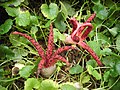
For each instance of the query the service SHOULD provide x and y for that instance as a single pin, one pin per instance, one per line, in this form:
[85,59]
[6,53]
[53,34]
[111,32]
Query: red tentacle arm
[54,59]
[50,44]
[93,54]
[36,44]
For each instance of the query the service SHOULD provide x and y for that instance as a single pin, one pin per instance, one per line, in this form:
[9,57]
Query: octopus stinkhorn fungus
[47,65]
[80,33]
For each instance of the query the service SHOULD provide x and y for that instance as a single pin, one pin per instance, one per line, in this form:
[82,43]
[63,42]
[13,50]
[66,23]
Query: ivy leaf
[59,23]
[93,72]
[4,28]
[76,69]
[50,11]
[32,83]
[118,43]
[101,11]
[48,84]
[23,18]
[13,11]
[26,71]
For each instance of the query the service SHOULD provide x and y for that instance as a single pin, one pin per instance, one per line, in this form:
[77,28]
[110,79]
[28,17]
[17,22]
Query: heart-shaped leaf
[50,11]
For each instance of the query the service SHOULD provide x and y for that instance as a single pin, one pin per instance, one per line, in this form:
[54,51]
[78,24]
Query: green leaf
[118,43]
[76,69]
[26,71]
[59,23]
[114,31]
[2,88]
[5,52]
[48,84]
[50,11]
[93,72]
[4,28]
[13,11]
[95,46]
[67,87]
[106,51]
[23,18]
[101,11]
[32,83]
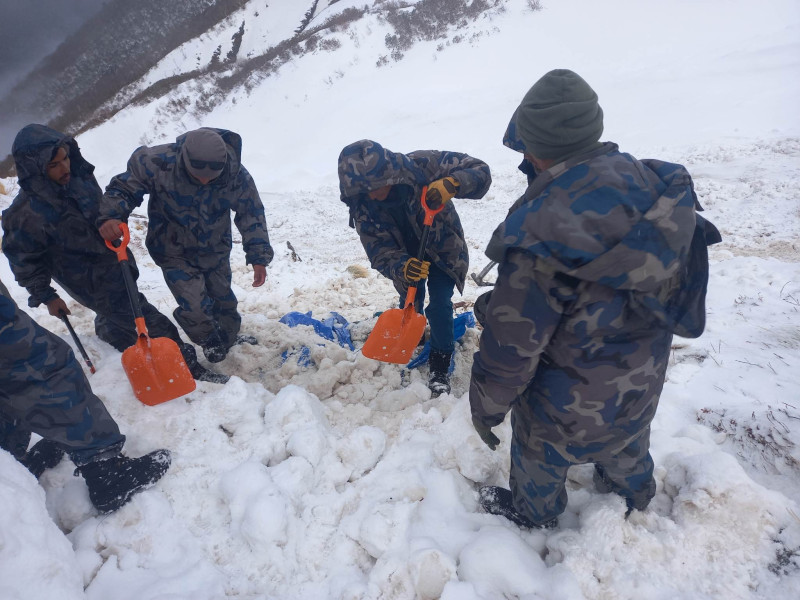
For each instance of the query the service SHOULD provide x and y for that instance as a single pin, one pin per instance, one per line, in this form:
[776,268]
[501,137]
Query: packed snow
[333,476]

- WHAT YOU ARE ASKED TO DO
Reproduce all of the entries above verbatim, leaving out the pictures.

- WRITTEN SOLUTION
For each instance of the query the service SHOULD provide x and y for that instance as a single pin, one pin per instance, one per line, in this form:
[85,59]
[6,53]
[53,34]
[111,32]
Query: red tentacle arm
[54,59]
[50,44]
[93,54]
[36,44]
For each instance of the query the service SHOULD provide x and y for that instance as a single pin, one pin per instance, one per line, in this form:
[9,57]
Query: octopus stinkhorn fungus
[47,65]
[80,33]
For each instance of the query the service SHOULD provide x and y for that instance as a single pin, one pin per instance, one per line, in this form:
[82,43]
[63,42]
[13,50]
[66,23]
Query: ivy leaf
[59,23]
[93,72]
[4,28]
[76,69]
[50,11]
[32,83]
[118,43]
[101,11]
[48,84]
[23,18]
[13,11]
[26,71]
For each instance of the query the service SHOULD provide x and y for that instance as a single pin, one pin per instance, one per line, in this form:
[77,28]
[110,79]
[28,17]
[17,22]
Query: heart-shaped leaf
[50,11]
For each instance of the query the service SHOULD provide x and y for that instance as a single pin, one pin per instance, one per line, in this form:
[54,51]
[78,24]
Query: green leaf
[118,43]
[76,69]
[26,71]
[59,23]
[114,31]
[2,88]
[5,52]
[48,84]
[50,11]
[93,72]
[4,28]
[13,11]
[95,46]
[67,87]
[106,51]
[23,18]
[101,11]
[32,83]
For each instance of the query the service SHOULD provide x and y for that instance as a single pin, one pin per instance, one per line, in this form:
[776,268]
[501,137]
Query: packed snow
[333,476]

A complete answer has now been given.